> **WORK TO COMPLETE**
Rewrite the records below, replacing each occurrence of "planogram audit" with "shelf compliance check" and keeping every other character unchanged.

> **DATA IN THIS EXERCISE**
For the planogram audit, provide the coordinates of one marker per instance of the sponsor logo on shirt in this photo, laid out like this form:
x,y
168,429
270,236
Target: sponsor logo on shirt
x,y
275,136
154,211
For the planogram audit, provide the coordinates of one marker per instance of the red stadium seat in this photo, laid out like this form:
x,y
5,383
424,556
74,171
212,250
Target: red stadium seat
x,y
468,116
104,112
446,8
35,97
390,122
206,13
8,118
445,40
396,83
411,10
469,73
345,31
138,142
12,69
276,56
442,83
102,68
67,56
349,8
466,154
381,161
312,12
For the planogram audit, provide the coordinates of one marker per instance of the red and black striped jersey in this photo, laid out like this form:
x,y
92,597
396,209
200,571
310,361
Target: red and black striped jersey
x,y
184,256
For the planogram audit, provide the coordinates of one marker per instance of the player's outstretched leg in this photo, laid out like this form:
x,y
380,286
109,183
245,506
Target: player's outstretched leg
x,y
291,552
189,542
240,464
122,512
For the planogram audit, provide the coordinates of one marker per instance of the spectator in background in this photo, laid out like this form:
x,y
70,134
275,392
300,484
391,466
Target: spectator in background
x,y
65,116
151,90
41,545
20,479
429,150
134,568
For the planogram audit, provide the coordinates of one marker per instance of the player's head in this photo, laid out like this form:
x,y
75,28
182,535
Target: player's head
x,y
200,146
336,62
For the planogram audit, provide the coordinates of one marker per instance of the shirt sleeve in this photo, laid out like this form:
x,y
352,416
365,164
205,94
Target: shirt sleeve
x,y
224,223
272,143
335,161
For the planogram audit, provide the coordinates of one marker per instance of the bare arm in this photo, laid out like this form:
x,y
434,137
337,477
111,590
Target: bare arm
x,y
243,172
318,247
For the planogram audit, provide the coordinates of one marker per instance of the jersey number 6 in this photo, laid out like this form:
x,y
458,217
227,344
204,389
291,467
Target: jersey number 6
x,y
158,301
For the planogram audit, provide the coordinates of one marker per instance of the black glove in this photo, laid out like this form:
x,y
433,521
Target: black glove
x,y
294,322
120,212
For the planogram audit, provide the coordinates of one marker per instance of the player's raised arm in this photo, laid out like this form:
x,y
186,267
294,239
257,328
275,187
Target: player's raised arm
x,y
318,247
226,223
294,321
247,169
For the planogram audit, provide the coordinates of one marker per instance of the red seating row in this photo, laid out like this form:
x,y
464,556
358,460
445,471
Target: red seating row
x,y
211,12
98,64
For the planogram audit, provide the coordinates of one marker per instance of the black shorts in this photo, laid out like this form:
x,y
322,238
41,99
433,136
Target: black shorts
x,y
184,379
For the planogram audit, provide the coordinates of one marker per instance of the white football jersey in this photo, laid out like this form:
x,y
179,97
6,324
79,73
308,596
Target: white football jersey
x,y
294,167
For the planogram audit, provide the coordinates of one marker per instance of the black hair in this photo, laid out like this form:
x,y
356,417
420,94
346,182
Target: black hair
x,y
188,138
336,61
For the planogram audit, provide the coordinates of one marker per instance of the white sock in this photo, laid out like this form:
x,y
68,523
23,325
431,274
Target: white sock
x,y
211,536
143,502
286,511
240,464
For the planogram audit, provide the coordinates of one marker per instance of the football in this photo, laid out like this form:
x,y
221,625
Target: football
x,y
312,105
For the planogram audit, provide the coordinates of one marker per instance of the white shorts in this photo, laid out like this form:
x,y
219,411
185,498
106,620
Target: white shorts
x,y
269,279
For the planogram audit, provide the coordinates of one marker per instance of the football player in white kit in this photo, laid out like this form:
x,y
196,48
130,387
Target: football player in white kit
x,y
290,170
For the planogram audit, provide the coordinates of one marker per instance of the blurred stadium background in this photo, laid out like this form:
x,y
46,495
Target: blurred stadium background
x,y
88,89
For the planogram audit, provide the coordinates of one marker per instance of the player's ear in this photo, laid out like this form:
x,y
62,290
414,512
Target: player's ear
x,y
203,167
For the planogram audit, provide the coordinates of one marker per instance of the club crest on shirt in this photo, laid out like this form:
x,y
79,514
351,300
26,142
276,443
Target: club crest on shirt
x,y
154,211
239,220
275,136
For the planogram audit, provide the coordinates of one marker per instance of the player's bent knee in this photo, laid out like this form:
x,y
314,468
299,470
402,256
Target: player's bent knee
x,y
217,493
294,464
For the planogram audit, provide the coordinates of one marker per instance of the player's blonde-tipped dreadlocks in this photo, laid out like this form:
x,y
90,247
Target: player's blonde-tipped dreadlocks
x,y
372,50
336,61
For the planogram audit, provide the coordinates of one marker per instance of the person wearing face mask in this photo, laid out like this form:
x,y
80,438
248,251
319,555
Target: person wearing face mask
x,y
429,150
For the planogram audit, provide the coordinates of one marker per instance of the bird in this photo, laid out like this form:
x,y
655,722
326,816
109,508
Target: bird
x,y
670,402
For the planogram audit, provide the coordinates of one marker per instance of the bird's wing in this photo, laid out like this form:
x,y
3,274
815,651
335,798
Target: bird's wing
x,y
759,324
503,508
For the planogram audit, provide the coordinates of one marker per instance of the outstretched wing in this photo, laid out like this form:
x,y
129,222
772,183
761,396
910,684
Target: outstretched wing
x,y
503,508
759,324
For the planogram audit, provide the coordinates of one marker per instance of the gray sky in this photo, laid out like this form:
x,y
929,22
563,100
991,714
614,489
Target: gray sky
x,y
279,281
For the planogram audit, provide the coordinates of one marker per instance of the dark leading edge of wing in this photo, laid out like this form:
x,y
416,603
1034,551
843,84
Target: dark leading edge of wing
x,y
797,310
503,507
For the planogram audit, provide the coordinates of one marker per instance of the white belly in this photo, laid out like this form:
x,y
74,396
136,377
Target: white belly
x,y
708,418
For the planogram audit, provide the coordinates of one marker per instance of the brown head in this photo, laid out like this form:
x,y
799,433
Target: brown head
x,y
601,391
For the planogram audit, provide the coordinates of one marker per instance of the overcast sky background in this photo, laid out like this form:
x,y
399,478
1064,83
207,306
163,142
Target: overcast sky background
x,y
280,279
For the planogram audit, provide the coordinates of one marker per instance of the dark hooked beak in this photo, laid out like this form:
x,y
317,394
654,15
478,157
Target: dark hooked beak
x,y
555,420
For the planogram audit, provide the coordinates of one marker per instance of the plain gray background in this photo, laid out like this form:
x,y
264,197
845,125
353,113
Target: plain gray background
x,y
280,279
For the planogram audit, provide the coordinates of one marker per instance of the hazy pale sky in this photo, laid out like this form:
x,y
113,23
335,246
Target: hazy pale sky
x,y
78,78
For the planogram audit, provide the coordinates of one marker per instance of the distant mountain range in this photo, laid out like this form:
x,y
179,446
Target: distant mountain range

> **FULL SOLUTION**
For the shelf compliance check, provide the coordinates of one marker per instance of the sponsor logo on shirt in this photo, laid out like this form:
x,y
168,429
270,236
Target: sponsor logo on shirt
x,y
275,136
154,211
For the shelf compliance check, provide the coordinates of one marker per instance of the red stadium seat in this photo, laid out like this form:
x,y
5,383
424,556
74,171
212,250
Target: red stadium seat
x,y
468,116
104,112
446,8
35,97
390,122
206,13
8,118
445,40
396,83
411,10
469,73
345,31
138,142
12,69
276,56
442,83
102,68
67,56
349,8
466,154
381,161
312,12
For the shelf compliance check, provide the coordinates of one marker per instance of the red and black striped jersey in this photo, laid out like this form:
x,y
92,597
396,209
200,571
310,361
Target: red and black striped jersey
x,y
184,256
For the shelf compliance check, provide the coordinates of one marker per instance of the player's outstretched leg in this photo, laid out like this form:
x,y
380,286
109,183
245,506
Target: player's outstretched leg
x,y
291,552
189,542
240,464
122,512
For the shelf compliance check, provide the coordinates of one marker per instance of the spectator in background in this photo, laid out like this form:
x,y
70,134
275,392
300,484
391,466
Target: spectator in background
x,y
65,116
151,90
41,545
20,479
429,150
134,568
For the shelf compliance check, provide the coordinates of one marker per instance of the player's head in this photo, laid out like this form:
x,y
75,28
182,535
Target: player's head
x,y
200,146
336,62
For the shelf compliance check, provide the coordinates of one marker per instance of the shirt sleeve in this photo, laid out like this form:
x,y
352,416
365,164
205,94
Target: shirt sleeve
x,y
224,223
272,143
335,161
For the shelf compliance check, provide the coordinates of one marker per instance of the bare arm in this photo, laid out like this form:
x,y
434,137
337,477
111,590
Target: bare arm
x,y
243,172
318,247
For the shelf compliance check, provide the coordinates of one marker per instance of the jersey number 6 in this photo, laid out like this form:
x,y
458,217
227,344
204,389
291,467
Target: jersey number 6
x,y
158,301
For the shelf compliance check, provide the coordinates of one marker per instance of the black glove in this photo, laid out like this form:
x,y
433,521
Target: black glove
x,y
294,322
120,212
For the shelf compliance check, provide the coordinates of one marker per instance of the player's raised arm in this photo, laid out like this form:
x,y
186,267
294,239
257,328
275,187
Target: player's raised arm
x,y
318,247
226,223
294,321
247,169
For the shelf compliance check, provide the coordinates of one marker per instance of the red seating row in this photo, laid out like this form:
x,y
464,556
358,460
445,471
Target: red seating row
x,y
211,12
98,64
For the shelf compliance check, provide the coordinates of one marker per instance of the black shorts in this photo, laid out like this form:
x,y
322,238
41,99
433,136
Target: black shorts
x,y
184,379
For the shelf compliance check, provide the coordinates of one marker per instance of the white football jersey in this photo, laid out like this form:
x,y
179,97
6,324
79,73
308,596
Target: white football jersey
x,y
294,167
For the shelf compliance check, provide the coordinates of one marker per instance of the black hair in this photo, laid out like this form:
x,y
356,417
420,94
346,182
Target: black hair
x,y
188,138
336,61
For the shelf compliance check, provide the coordinates of one marker per instance of the white sock in this photo, laid out like this form:
x,y
68,523
23,325
431,274
Target: white sock
x,y
211,536
143,502
286,511
240,464
For the shelf compliance check, provide the coordinates of one marker per instance of the football in this photo, laid out like this form:
x,y
221,625
Target: football
x,y
312,105
For the shelf compliance check, provide the coordinates of one marker per instance of the white shorts in this photo, laid out like this form:
x,y
219,411
185,498
106,620
Target: white shorts
x,y
269,279
For the shelf compliance check, provide the coordinates of one marker per instance of the football player in white kit in this photo, laid out like this form:
x,y
196,48
130,387
Target: football player in white kit
x,y
290,170
For the shelf compliance check, provide the coordinates of one marker per instance of the blurred stadium background in this photo, laid out like this form:
x,y
46,495
Target: blurred stadium background
x,y
88,89
For the shelf compliance check, provide the coordinates of one marker per instance of the player's ear in this photo, laid out like this form:
x,y
62,290
414,512
Target: player's ear
x,y
203,167
For the shelf compliance check, provide the coordinates of one marker per instance of the club crest on shirt in this photo, laid out like this form:
x,y
79,514
351,300
26,142
276,443
Target: club crest on shirt
x,y
154,211
239,220
275,136
For the shelf compliance check, provide the coordinates of one marker per instance of the player's bent knee in this photo, laid out like this form:
x,y
314,468
299,470
402,256
Target: player's bent knee
x,y
217,493
294,464
For the shelf compliance check, provide the coordinates of one marker per instance of the player's blonde-tipped dreadlocks in this photo, laid out like this form:
x,y
90,247
Target: player's blonde-tipped dreadlocks
x,y
372,50
336,61
For the shelf compliance check, provide the coordinates of one marker per instance of the person wearing face mask in this photo, laid out like this form:
x,y
80,438
248,251
319,555
Target: person wearing face mask
x,y
429,150
For the shelf compliance check, provide the coordinates of one marker per instance of the bird in this photo, laid out like this form:
x,y
655,722
326,816
109,508
Target: bird
x,y
670,402
For the shelf compliance check, provide the coordinates of one marker per instance of the bird's wing in this photo, laid out like this form:
x,y
3,274
815,651
335,798
Target: bird's wing
x,y
759,324
503,508
For the shelf compliance check, provide the coordinates of one marker per instance of the outstretched wing in this photo, laid out like this form:
x,y
129,222
772,183
761,396
910,684
Target: outstretched wing
x,y
503,508
759,324
For the shelf compliance check, provide the coordinates of one marker per instance of the gray sky in this photo, laid out like this form:
x,y
929,22
563,100
991,714
614,489
Target: gray sky
x,y
279,281
For the shelf compliance check, provide the coordinates of one marker per instance of the dark leading edge of wing in this photo, laid out like this form:
x,y
416,603
1034,551
843,84
Target: dark leading edge of wing
x,y
797,310
503,507
For the shelf compliance check, provide the coordinates of one marker per instance of the white belly in this photo, laid out like this form:
x,y
74,396
136,377
Target: white belly
x,y
708,418
For the shelf compliance check, provide the coordinates of one marker per instance of the brown head in this photo, laid out like this form:
x,y
799,433
Target: brown head
x,y
601,391
For the shelf compliance check, provide the coordinates of one marker per instance of the overcast sky background in this photo, laid out like this form:
x,y
399,478
1064,83
207,306
163,142
Target: overcast sky background
x,y
280,279
For the shelf compliance check, provide the coordinates of one marker per instance of the dark hooked beak in this photo, laid out like this form:
x,y
317,394
654,15
478,157
Target: dark hooked beak
x,y
555,420
For the shelf compliance check, provide the coordinates of one marker per instance of the plain gray background in this photo, laid out like this form:
x,y
264,197
845,125
353,113
Target: plain gray background
x,y
280,279
For the shelf compliance check, provide the coordinates of one marker per instance of the hazy pale sky in this photo, laid out like this form:
x,y
113,23
335,246
Target: hazy pale sky
x,y
78,78
For the shelf compliance check, provide the coordinates of one marker per instance of the distant mountain range in this photo, laid out like this form:
x,y
179,446
Target: distant mountain range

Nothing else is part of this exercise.